### What you should do:
Retype everything from the line containing "Tag the white wall" down to the end of the records, that line included, with each line unchanged.

### Material:
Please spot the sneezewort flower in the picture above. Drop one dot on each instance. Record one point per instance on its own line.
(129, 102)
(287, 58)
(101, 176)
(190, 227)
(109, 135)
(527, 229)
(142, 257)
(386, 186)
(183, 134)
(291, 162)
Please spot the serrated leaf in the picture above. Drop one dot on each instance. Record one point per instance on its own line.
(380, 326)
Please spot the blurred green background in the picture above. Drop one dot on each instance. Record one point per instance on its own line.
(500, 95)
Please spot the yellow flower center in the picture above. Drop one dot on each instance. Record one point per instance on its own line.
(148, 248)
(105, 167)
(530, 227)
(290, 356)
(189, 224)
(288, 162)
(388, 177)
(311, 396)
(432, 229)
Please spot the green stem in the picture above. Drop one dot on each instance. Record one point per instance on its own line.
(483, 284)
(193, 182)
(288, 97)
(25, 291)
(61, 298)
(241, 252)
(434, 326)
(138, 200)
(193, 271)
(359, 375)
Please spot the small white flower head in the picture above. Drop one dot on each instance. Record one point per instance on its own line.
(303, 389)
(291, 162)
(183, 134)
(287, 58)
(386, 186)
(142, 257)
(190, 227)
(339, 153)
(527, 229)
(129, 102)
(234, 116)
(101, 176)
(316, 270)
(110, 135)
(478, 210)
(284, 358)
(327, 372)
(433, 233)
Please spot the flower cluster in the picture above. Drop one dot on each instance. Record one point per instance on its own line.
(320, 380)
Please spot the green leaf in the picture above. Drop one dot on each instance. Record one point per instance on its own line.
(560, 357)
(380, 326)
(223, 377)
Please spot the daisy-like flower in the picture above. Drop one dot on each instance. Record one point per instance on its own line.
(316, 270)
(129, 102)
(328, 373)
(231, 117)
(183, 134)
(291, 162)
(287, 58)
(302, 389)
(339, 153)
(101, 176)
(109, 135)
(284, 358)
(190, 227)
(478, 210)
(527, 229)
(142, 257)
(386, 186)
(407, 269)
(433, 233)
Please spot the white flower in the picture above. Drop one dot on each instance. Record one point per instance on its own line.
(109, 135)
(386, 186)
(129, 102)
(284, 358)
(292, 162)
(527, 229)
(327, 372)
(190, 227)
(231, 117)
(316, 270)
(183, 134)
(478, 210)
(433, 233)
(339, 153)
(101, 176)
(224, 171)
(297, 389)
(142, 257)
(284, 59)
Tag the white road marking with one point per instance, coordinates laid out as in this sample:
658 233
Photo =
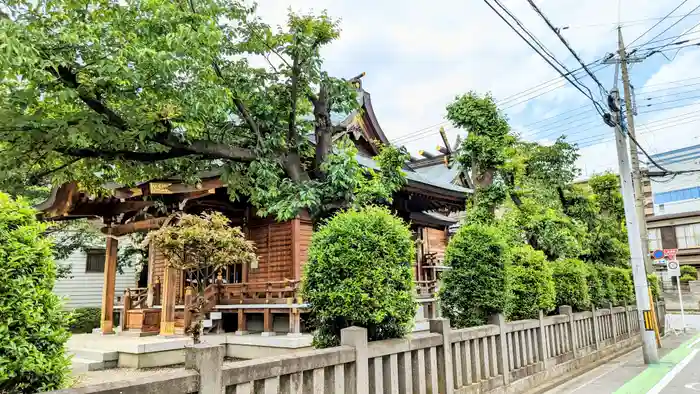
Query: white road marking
693 343
598 377
672 373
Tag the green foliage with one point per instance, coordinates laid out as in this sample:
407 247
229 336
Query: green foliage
101 92
653 282
359 274
206 240
530 277
84 320
32 325
689 270
477 285
624 287
570 281
596 290
686 278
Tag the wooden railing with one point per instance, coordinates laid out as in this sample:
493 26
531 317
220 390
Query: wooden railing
259 293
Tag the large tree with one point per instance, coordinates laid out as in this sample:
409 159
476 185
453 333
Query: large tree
101 91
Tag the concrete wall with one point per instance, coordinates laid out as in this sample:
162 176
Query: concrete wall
501 357
84 289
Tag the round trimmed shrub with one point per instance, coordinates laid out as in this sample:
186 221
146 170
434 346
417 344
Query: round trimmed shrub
687 270
570 282
477 284
596 291
33 327
624 287
531 282
84 320
653 282
359 274
609 292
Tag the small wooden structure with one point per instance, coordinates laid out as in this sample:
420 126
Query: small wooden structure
272 286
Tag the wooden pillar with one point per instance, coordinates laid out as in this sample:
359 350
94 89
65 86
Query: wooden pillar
110 274
268 320
242 323
167 313
151 269
296 248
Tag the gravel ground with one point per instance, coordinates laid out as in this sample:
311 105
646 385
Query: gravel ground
117 374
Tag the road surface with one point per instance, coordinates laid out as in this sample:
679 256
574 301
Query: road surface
678 372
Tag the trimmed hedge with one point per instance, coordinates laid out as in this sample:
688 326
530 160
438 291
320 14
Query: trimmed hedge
477 284
570 281
359 274
624 287
84 320
32 323
653 282
531 281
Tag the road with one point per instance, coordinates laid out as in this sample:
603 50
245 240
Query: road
678 372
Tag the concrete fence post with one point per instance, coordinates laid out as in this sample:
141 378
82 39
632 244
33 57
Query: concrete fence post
628 325
613 323
356 337
596 328
569 312
501 346
444 355
542 341
207 360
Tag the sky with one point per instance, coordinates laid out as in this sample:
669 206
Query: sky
419 55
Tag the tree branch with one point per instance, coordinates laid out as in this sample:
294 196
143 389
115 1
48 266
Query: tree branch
145 157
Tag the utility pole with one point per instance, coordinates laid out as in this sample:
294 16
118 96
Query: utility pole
634 157
641 289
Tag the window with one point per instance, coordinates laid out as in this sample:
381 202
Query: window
95 260
654 239
677 195
688 236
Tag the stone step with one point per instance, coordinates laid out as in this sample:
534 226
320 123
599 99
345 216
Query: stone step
94 354
79 365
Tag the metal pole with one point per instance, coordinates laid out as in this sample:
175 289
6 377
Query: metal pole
641 288
634 156
680 300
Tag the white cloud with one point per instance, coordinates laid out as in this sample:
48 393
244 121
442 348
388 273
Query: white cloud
418 55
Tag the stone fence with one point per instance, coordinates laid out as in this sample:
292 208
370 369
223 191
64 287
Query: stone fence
501 357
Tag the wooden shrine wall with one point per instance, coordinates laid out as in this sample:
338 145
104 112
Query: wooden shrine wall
435 241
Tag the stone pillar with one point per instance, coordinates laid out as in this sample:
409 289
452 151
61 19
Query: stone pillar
242 323
110 275
568 311
151 270
501 346
596 328
167 313
444 355
356 337
206 359
613 327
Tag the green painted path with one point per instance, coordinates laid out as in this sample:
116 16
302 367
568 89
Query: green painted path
653 374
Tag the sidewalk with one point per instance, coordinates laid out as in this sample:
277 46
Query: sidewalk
628 374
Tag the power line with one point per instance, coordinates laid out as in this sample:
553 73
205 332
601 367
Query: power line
659 22
590 97
566 44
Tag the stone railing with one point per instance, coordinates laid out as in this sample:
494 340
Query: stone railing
509 356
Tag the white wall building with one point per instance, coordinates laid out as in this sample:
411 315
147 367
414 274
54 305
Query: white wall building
679 194
84 286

### Output:
Tag the white wall building with one point per instance, coordinates laid out as in this sample:
411 315
147 367
414 274
54 305
Query: white wall building
679 194
84 286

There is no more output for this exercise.